## Directions
Would you please output the lines of the data below from the one containing "Annotation task — locate each instance of the road" to the end, exactly and with nothing added?

Saved entries:
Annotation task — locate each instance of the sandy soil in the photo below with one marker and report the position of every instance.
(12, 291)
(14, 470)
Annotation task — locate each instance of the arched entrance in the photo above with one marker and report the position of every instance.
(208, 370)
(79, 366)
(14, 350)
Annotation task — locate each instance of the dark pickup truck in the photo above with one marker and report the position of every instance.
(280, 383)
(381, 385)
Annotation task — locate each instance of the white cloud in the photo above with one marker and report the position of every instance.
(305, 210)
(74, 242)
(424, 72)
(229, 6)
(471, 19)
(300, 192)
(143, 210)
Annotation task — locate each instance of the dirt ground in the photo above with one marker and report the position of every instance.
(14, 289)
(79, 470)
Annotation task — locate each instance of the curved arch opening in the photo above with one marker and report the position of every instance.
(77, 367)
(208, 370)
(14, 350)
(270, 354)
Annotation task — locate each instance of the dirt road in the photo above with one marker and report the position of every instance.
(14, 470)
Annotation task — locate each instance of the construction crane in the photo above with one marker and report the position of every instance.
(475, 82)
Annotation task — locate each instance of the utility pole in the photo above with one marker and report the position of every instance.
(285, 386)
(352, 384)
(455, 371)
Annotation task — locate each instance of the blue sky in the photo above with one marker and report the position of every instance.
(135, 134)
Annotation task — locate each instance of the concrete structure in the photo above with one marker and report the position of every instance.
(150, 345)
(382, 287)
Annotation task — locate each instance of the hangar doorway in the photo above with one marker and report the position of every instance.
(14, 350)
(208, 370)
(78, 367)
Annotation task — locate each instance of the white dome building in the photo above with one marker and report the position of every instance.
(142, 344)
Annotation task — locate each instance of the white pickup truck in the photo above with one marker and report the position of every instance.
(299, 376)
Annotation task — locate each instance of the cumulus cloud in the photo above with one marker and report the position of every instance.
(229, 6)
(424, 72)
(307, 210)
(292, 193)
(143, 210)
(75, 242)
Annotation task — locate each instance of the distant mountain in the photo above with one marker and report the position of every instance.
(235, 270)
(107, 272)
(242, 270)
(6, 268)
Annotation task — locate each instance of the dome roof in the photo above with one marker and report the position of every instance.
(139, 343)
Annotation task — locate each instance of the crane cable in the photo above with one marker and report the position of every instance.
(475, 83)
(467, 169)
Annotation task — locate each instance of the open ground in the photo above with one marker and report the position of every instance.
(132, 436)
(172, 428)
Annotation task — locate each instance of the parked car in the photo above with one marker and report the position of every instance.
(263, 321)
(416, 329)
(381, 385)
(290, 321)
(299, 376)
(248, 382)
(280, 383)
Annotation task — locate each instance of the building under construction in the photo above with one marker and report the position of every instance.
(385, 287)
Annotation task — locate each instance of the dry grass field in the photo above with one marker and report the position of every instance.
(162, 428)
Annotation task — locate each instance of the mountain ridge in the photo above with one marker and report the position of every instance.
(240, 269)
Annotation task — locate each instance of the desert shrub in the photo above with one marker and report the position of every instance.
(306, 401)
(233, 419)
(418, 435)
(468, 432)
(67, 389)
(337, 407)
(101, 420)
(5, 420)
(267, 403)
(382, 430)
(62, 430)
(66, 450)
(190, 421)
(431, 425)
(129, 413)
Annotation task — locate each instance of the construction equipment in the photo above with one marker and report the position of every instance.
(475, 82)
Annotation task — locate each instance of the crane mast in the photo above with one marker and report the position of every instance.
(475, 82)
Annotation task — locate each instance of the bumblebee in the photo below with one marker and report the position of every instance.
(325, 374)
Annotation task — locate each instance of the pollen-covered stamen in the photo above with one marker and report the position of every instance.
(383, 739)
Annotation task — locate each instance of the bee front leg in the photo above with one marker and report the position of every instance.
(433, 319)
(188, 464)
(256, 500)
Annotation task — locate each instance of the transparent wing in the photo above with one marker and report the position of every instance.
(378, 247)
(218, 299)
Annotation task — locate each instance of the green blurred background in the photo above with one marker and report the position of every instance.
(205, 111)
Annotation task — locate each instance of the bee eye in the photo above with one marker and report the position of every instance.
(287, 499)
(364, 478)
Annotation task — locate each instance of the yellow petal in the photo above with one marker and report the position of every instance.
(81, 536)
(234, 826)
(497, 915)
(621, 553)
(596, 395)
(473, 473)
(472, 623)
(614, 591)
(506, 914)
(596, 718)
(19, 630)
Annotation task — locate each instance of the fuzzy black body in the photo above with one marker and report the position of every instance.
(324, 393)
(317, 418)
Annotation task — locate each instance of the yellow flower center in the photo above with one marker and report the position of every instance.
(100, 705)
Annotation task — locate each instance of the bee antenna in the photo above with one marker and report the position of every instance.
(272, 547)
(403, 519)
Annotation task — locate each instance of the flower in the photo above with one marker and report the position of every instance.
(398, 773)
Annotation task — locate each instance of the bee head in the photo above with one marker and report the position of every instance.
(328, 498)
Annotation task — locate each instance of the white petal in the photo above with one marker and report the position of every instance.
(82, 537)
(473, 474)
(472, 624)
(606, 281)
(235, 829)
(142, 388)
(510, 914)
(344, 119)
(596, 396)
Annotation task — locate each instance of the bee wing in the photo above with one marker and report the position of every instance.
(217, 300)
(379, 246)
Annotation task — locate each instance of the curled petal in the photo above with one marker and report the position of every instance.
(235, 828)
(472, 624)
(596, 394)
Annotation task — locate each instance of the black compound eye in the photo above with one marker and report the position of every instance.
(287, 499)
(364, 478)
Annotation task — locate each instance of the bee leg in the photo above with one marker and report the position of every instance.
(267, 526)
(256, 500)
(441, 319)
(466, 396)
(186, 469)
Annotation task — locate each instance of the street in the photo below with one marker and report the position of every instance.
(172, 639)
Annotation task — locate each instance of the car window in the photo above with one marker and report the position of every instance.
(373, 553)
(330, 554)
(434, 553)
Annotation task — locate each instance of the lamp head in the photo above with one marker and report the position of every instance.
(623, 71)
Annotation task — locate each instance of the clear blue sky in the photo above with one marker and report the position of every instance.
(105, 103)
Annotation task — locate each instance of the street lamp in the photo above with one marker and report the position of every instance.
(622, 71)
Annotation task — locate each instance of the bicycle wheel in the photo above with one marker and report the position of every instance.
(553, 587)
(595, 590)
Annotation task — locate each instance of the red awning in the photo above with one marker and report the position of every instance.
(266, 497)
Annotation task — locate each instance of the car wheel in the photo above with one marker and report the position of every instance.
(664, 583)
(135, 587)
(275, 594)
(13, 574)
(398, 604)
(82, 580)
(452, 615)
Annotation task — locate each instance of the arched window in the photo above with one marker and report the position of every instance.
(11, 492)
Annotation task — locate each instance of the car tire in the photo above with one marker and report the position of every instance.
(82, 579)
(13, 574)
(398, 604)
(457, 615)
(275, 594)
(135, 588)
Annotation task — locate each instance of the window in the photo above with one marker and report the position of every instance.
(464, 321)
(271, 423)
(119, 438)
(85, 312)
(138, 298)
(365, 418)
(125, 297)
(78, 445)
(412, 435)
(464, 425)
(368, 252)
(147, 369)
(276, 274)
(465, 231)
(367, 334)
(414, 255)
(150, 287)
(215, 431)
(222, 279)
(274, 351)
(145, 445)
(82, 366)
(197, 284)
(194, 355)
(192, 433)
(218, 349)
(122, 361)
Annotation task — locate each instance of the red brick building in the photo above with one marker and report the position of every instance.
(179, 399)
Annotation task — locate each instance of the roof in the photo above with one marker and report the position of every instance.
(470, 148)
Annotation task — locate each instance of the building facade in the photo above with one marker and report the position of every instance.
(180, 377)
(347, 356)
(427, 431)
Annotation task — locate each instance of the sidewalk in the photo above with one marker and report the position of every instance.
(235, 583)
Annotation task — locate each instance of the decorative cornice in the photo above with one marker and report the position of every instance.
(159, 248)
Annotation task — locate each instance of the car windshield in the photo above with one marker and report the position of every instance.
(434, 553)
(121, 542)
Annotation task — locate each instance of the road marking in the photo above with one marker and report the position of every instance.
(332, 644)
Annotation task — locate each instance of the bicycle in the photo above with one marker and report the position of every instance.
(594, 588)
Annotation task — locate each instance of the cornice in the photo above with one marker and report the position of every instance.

## Exercise answer
Annotation task — locate each instance of the road marking in the photo above with one marker and report the position of every instance.
(332, 644)
Annotation task — locate each instance of the bicycle in the photo above with one marker and report the position of every instance.
(594, 588)
Annotation task — locate each instance of the cornice in the photo above with one marker and report the position of every instance.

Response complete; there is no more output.